The problem: Each record that follows is to be reproduced verbatim.

::::::::::

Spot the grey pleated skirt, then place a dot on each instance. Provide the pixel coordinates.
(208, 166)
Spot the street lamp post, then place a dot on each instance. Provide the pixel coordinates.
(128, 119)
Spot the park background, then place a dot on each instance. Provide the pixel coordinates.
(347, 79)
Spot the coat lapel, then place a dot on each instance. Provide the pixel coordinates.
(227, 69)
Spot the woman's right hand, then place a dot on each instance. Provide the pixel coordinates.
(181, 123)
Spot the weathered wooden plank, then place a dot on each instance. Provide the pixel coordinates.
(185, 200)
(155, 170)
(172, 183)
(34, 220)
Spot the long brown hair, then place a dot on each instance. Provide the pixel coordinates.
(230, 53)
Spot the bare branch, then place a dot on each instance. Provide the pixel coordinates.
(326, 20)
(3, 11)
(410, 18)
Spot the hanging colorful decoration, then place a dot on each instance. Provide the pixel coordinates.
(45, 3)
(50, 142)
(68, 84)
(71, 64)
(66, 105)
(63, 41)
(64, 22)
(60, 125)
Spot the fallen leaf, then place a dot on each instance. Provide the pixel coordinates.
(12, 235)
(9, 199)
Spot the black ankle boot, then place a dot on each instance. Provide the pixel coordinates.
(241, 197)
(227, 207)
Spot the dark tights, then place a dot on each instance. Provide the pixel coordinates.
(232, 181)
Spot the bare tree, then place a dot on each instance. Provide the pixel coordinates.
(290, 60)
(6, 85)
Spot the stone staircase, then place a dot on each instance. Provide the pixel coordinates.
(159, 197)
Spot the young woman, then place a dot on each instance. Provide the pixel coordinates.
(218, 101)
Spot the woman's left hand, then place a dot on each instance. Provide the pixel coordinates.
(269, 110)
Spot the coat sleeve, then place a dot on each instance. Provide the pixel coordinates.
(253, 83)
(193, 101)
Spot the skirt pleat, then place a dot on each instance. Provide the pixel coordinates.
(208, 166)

::::::::::

Exercise output:
Spot the grey pleated skirt, then place a dot on each instance. Provide the pixel coordinates.
(208, 166)
Spot the street lamp post, then place a dot on each instance. Provide the pixel coordinates.
(128, 119)
Spot the park background, then place a dot on each instance. Provide the pixel coordinates.
(347, 79)
Spot the coat lapel, then place a dot on each instance. Provide the pixel coordinates.
(227, 69)
Spot the woman's right hand, then place a dot on each instance. Provide the pixel coordinates.
(181, 123)
Spot the weathered wooden plank, then place a dot on each instance. Provide the pixel coordinates.
(185, 200)
(155, 170)
(172, 183)
(34, 220)
Spot the long brown hair, then place a dot on each instance. Provide the pixel coordinates.
(230, 53)
Spot the bare branch, then place a dot on each instance. Provide the pixel coordinates.
(326, 20)
(3, 11)
(410, 18)
Spot the hanging colorful decoration, then place a dot on each instance. Provide the pixel coordinates.
(45, 3)
(50, 142)
(68, 84)
(71, 64)
(66, 105)
(63, 41)
(64, 22)
(60, 125)
Spot the fallen leaf, then place a dot on each instance. Provide the pixel coordinates.
(12, 235)
(9, 199)
Spot the black ankle boot, then place a dot on each instance. Provide the pixel coordinates.
(241, 197)
(227, 207)
Spot the dark tights, then place a dot on each instance. Provide the pixel coordinates.
(232, 181)
Spot the bare tree, then place a dot on each instance. Provide the pixel coordinates.
(290, 60)
(6, 85)
Spot the stone staircase, then place a dot on each instance. Provide the pixel coordinates.
(159, 197)
Spot the young woman, then place a dot on each instance. Provide the pixel coordinates.
(218, 101)
Spot the woman's left hand, then place a dot on each instance. Provide the pixel coordinates.
(269, 110)
Spot the coat sleeve, then place a dot on each instance. Provide the pixel coordinates.
(253, 83)
(193, 101)
Spot the skirt pleat, then place a dot on each instance. Provide the pixel coordinates.
(208, 166)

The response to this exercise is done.